Point placement records
»»

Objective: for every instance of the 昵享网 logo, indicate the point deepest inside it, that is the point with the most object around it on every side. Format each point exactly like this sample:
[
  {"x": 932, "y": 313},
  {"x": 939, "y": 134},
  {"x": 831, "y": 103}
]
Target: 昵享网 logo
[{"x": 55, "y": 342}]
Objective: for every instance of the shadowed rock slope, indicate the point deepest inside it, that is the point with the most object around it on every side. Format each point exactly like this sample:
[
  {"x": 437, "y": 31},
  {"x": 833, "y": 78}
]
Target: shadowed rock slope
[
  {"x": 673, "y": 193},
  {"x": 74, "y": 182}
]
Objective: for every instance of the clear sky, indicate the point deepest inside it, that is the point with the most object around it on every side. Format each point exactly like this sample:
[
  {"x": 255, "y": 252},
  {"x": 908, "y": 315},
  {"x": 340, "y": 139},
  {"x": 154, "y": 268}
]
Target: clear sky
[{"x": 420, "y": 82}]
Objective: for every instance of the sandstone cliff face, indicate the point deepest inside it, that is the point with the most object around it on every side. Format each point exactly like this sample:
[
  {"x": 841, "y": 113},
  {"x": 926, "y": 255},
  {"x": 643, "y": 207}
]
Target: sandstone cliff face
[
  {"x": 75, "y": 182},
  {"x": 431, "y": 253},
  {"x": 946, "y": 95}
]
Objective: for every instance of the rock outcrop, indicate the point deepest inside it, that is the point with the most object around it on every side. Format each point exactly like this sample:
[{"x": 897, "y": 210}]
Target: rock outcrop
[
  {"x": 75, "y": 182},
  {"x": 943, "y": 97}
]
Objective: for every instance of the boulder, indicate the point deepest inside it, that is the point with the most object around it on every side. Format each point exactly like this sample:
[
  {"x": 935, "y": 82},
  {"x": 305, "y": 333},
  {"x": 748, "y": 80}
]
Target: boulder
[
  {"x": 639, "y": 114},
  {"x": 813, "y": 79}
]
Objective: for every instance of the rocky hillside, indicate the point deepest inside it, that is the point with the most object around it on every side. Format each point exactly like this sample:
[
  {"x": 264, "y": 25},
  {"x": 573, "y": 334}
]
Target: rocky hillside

««

▸ What you have to do
Rewrite every item above, putting "mark" wherever "indicate" appears and changing nothing else.

▸ Solution to this problem
Objective: for every instance of the 昵享网 logo, mark the point deepest inside it, that is the point with the most object around it on every side. Format each point exactly like this sample:
[
  {"x": 932, "y": 313},
  {"x": 939, "y": 134},
  {"x": 831, "y": 103}
]
Target: 昵享网 logo
[{"x": 55, "y": 342}]
Objective: for every instance of the shadowed rock slope, mark the point deepest inside it, that is the point with the most object around it on every side. Format each point exactly like this sample:
[
  {"x": 437, "y": 31},
  {"x": 833, "y": 78}
]
Target: shadowed rock slope
[
  {"x": 673, "y": 193},
  {"x": 74, "y": 182}
]
Objective: for every instance of the clear sky, mark the point deepest inside it, that is the point with the most object around it on every side. Format each point exactly like this sample:
[
  {"x": 255, "y": 252},
  {"x": 908, "y": 315},
  {"x": 340, "y": 139},
  {"x": 154, "y": 268}
]
Target: clear sky
[{"x": 420, "y": 82}]
Objective: for every instance of the sandstone cliff face, mark the point deepest inside it, that is the point with the most object around it on every side. Format each point exactly like this sample:
[
  {"x": 841, "y": 113},
  {"x": 926, "y": 255},
  {"x": 643, "y": 207}
]
Target: sandstone cliff face
[
  {"x": 75, "y": 182},
  {"x": 431, "y": 253},
  {"x": 946, "y": 95}
]
Objective: for every instance of the rock outcrop, mark the point deepest inside it, that is the point with the most object around it on every side. Format each point exactly like this sample:
[{"x": 897, "y": 210}]
Target: rock outcrop
[
  {"x": 75, "y": 182},
  {"x": 943, "y": 97}
]
Objective: for every instance of the boulder, mark the point deepest inside it, that is the point with the most object around it on every side. Format each point exactly like this sample:
[
  {"x": 935, "y": 82},
  {"x": 305, "y": 333},
  {"x": 748, "y": 80}
]
Target: boulder
[
  {"x": 639, "y": 114},
  {"x": 813, "y": 79}
]
Objective: for every instance of the rocky hillside, mark the point deepest inside it, that is the point with the most object around it on every side. Format each point exactly like this sample:
[
  {"x": 264, "y": 25},
  {"x": 573, "y": 334}
]
Target: rocky hillside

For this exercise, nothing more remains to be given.